§ **Your goal**
A faithful copy is needed. Set down all of the data below exactly.

[Referring expression pointing data]
_____

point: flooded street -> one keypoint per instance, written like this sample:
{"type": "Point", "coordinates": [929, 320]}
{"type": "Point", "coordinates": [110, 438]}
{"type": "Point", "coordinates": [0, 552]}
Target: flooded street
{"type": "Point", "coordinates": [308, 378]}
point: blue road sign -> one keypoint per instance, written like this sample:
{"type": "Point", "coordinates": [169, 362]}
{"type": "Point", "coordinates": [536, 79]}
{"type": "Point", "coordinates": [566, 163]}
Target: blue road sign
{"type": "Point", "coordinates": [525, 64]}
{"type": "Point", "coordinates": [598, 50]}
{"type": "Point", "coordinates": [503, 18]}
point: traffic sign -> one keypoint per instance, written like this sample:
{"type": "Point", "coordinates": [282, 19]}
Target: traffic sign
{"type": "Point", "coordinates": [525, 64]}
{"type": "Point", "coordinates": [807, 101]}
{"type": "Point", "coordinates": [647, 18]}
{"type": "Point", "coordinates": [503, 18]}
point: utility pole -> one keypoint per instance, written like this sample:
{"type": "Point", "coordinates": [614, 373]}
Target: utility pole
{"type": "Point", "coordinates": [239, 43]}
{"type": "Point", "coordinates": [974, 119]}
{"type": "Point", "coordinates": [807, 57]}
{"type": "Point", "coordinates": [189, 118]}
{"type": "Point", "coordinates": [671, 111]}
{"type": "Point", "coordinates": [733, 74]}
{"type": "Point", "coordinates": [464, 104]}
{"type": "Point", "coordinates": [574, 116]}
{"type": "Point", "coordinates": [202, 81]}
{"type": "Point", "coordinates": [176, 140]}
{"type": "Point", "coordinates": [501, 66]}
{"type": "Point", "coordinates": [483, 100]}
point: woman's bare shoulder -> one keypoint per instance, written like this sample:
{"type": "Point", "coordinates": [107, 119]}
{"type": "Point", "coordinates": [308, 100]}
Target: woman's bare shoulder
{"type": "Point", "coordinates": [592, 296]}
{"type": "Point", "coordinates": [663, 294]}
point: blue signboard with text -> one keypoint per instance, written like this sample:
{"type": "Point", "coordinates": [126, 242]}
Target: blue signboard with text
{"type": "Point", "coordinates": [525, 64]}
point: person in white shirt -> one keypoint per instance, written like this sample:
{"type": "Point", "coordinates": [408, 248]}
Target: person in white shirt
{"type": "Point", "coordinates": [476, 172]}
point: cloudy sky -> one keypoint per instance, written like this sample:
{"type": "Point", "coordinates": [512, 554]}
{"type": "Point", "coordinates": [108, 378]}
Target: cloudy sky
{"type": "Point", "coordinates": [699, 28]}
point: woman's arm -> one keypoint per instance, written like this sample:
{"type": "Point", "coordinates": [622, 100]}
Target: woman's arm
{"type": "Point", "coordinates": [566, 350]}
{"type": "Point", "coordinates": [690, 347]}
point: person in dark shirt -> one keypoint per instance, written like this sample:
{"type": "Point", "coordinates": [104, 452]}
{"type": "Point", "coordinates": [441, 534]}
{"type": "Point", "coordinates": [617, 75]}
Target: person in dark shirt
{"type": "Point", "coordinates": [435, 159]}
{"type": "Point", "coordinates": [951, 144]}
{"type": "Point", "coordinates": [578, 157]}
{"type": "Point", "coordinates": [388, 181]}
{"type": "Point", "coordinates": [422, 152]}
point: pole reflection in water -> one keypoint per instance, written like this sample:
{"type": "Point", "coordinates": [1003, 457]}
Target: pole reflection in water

_____

§ **Written answer**
point: flooded street -> one keypoint per instance, written like this sample:
{"type": "Point", "coordinates": [929, 320]}
{"type": "Point", "coordinates": [110, 438]}
{"type": "Point", "coordinates": [0, 552]}
Target: flooded street
{"type": "Point", "coordinates": [308, 378]}
point: blue road sign -> one keypoint per instance, written like this sample:
{"type": "Point", "coordinates": [169, 362]}
{"type": "Point", "coordinates": [536, 79]}
{"type": "Point", "coordinates": [566, 163]}
Target: blue road sign
{"type": "Point", "coordinates": [525, 64]}
{"type": "Point", "coordinates": [598, 50]}
{"type": "Point", "coordinates": [503, 18]}
point: traffic sign -> one keypoint per instance, written like this sample:
{"type": "Point", "coordinates": [282, 19]}
Target: traffic sign
{"type": "Point", "coordinates": [525, 64]}
{"type": "Point", "coordinates": [807, 101]}
{"type": "Point", "coordinates": [647, 18]}
{"type": "Point", "coordinates": [503, 18]}
point: utility pole -> one keypoint per instance, written like this sample:
{"type": "Point", "coordinates": [614, 373]}
Target: utility pole
{"type": "Point", "coordinates": [239, 43]}
{"type": "Point", "coordinates": [974, 119]}
{"type": "Point", "coordinates": [807, 57]}
{"type": "Point", "coordinates": [189, 118]}
{"type": "Point", "coordinates": [671, 111]}
{"type": "Point", "coordinates": [733, 74]}
{"type": "Point", "coordinates": [464, 104]}
{"type": "Point", "coordinates": [574, 116]}
{"type": "Point", "coordinates": [202, 81]}
{"type": "Point", "coordinates": [176, 140]}
{"type": "Point", "coordinates": [501, 66]}
{"type": "Point", "coordinates": [483, 100]}
point: woman's bare shoulder -> one keypoint per instance, written like this sample:
{"type": "Point", "coordinates": [107, 119]}
{"type": "Point", "coordinates": [308, 100]}
Target: woman's bare shoulder
{"type": "Point", "coordinates": [592, 296]}
{"type": "Point", "coordinates": [663, 294]}
point: blue signboard with text -> one keypoint per instance, written like this sample:
{"type": "Point", "coordinates": [126, 242]}
Target: blue signboard with text
{"type": "Point", "coordinates": [525, 64]}
point: person in white shirt -> one keypoint per instance, written like this sample:
{"type": "Point", "coordinates": [408, 248]}
Target: person in white shirt
{"type": "Point", "coordinates": [476, 172]}
point: cloudy sky -> one keypoint per instance, written like this sample:
{"type": "Point", "coordinates": [512, 554]}
{"type": "Point", "coordinates": [108, 378]}
Target: cloudy sky
{"type": "Point", "coordinates": [699, 28]}
point: woman's arm -> one keypoint per instance, written like this sample:
{"type": "Point", "coordinates": [622, 100]}
Target: woman's arm
{"type": "Point", "coordinates": [566, 350]}
{"type": "Point", "coordinates": [690, 347]}
point: person in dark shirt -> one keypoint per instance, written like this sample:
{"type": "Point", "coordinates": [104, 452]}
{"type": "Point", "coordinates": [441, 534]}
{"type": "Point", "coordinates": [617, 75]}
Target: person in dark shirt
{"type": "Point", "coordinates": [435, 159]}
{"type": "Point", "coordinates": [951, 144]}
{"type": "Point", "coordinates": [578, 157]}
{"type": "Point", "coordinates": [388, 181]}
{"type": "Point", "coordinates": [422, 152]}
point: pole reflection in water -> one keypoint per instance, written like this sample:
{"type": "Point", "coordinates": [1003, 457]}
Target: pole reflection in water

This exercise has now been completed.